**** Data section

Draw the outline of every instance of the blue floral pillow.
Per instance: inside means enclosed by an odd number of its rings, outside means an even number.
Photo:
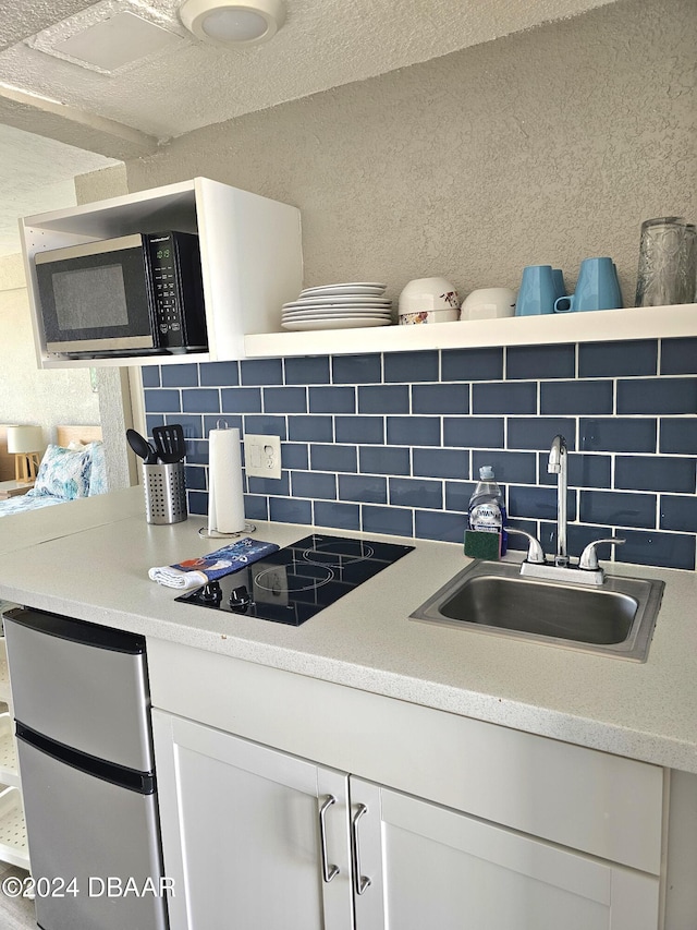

********
**** Data section

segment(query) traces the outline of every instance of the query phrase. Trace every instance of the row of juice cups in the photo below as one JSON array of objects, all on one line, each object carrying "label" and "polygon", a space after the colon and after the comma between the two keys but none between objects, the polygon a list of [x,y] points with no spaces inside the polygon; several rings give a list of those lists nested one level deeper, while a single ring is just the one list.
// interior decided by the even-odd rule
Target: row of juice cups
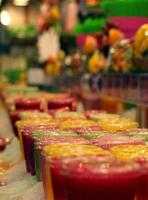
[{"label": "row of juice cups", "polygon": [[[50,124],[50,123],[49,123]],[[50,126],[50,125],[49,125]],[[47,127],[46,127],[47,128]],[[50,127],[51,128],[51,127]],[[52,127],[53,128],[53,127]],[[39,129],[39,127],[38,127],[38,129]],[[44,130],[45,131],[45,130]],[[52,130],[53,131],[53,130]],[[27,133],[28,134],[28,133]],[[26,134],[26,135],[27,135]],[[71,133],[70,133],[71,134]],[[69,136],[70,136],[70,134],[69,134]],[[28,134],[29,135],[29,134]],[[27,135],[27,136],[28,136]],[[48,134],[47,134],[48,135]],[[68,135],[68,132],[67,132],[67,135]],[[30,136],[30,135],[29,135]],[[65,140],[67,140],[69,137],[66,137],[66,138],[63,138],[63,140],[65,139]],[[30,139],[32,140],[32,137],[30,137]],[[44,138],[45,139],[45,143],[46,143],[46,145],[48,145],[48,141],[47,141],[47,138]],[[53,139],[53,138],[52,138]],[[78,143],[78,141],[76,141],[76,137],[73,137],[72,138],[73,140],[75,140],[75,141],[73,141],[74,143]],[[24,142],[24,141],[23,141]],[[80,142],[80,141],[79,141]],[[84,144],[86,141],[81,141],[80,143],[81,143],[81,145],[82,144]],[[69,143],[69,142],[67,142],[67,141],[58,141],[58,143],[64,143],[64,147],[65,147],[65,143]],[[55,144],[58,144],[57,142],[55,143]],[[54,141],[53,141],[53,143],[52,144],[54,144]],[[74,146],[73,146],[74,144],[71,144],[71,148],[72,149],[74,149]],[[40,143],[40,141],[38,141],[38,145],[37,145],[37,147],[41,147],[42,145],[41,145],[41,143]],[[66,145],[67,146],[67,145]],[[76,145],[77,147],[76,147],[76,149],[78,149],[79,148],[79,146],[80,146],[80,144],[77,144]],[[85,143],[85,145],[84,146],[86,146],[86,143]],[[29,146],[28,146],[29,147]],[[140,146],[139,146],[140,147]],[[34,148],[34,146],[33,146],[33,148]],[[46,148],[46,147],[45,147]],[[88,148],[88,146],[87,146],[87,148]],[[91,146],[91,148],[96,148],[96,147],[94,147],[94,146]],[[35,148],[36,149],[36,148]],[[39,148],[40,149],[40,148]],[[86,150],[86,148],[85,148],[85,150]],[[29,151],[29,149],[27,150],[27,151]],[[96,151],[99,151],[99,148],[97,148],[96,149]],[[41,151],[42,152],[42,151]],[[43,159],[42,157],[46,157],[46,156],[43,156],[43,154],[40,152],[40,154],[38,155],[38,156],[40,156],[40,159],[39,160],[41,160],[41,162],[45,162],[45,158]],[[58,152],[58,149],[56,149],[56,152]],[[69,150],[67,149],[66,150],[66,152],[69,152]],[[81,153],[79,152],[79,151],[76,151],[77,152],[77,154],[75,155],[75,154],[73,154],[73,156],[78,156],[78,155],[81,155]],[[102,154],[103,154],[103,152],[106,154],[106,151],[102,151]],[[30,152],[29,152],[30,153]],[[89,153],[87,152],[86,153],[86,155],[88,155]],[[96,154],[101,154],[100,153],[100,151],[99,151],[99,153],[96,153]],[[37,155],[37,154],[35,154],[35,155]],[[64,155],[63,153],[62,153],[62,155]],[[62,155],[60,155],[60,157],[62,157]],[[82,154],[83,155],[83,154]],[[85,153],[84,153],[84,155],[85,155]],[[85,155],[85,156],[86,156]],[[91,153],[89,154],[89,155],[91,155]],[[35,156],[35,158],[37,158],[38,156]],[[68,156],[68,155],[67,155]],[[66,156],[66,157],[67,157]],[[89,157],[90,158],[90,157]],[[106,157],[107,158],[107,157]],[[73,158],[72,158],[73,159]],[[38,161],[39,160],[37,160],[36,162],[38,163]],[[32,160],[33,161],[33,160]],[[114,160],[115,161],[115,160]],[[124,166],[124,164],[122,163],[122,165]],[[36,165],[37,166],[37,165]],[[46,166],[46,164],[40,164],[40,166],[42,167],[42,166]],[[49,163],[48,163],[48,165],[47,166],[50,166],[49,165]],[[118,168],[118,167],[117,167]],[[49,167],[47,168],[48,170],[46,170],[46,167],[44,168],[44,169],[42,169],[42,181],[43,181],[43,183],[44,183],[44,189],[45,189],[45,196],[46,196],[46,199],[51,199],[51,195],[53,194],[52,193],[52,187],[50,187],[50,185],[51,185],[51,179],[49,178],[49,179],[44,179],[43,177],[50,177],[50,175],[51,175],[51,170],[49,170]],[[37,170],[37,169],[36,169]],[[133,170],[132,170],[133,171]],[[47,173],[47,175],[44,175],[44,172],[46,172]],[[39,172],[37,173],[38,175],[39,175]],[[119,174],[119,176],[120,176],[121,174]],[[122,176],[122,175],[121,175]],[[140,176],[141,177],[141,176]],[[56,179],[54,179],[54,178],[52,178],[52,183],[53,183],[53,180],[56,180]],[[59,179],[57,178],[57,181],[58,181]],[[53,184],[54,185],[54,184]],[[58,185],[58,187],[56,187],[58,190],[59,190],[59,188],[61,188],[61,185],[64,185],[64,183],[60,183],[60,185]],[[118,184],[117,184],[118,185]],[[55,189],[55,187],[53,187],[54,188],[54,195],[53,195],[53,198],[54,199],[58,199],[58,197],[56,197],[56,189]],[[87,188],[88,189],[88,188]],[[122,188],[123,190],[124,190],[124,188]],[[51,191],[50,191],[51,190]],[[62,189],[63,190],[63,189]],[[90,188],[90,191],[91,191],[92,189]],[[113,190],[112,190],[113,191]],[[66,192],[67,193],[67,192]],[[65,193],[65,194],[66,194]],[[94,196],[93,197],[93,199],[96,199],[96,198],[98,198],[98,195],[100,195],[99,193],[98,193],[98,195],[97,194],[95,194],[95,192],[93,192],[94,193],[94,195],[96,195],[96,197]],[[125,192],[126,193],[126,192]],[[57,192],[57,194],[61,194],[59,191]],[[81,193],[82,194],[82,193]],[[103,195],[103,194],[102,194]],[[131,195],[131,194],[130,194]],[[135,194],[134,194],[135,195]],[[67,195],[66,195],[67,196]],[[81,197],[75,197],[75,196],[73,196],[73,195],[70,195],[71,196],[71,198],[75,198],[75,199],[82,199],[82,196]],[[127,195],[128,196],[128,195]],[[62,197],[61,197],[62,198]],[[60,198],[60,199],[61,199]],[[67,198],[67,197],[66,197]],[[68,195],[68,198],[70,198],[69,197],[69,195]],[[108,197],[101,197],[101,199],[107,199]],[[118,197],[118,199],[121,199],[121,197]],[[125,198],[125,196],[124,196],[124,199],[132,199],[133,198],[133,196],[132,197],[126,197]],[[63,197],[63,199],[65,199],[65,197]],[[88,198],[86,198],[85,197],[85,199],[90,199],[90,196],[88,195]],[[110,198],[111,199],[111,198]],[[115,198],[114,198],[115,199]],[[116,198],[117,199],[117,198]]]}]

********
**** Data section

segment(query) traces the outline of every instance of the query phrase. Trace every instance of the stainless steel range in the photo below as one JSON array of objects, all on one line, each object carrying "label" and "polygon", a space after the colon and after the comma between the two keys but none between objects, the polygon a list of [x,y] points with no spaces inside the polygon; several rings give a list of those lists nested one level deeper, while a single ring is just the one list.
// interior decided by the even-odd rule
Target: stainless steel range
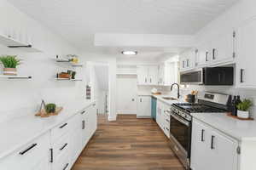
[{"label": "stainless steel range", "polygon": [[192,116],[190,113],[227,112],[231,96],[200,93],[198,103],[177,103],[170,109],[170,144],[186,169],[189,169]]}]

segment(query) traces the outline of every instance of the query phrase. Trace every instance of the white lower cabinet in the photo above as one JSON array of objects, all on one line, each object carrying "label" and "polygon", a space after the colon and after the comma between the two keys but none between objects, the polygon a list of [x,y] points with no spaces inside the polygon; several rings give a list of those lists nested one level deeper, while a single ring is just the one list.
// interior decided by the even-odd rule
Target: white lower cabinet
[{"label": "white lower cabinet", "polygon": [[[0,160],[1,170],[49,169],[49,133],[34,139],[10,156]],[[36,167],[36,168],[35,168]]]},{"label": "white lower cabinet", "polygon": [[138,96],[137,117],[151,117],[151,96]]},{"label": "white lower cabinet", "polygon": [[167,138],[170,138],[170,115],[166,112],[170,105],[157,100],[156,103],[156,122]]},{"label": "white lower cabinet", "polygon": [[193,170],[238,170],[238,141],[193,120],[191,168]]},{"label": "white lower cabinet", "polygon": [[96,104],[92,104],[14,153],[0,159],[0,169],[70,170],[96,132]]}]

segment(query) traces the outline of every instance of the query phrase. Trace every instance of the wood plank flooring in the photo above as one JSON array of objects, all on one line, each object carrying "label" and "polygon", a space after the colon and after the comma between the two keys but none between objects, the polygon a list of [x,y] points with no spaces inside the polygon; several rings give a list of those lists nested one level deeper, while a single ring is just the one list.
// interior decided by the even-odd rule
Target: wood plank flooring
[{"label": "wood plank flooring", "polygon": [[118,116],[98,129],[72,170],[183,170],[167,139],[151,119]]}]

********

### [Written problem]
In the part of the data that opens with the line containing "juice cups in" and closes with the line containing "Target: row of juice cups", swap "interior" for "inside region" and leave all else unchanged. Reproduce only those lines.

### [Full answer]
segment(query) traces the outline of every instance of the query phrase. Trace every instance of the row of juice cups in the photo below as one JSON array of objects, all on one line, each object carrying "label" and "polygon", a space after the colon and after the comma between the two keys but none between objects, the polygon a list of [x,y] points with no spaces inside the polygon; several rings give a list of those lists nested one level deeper, while a single ring is just the one list.
// inside region decided by the even-odd rule
Target: row of juice cups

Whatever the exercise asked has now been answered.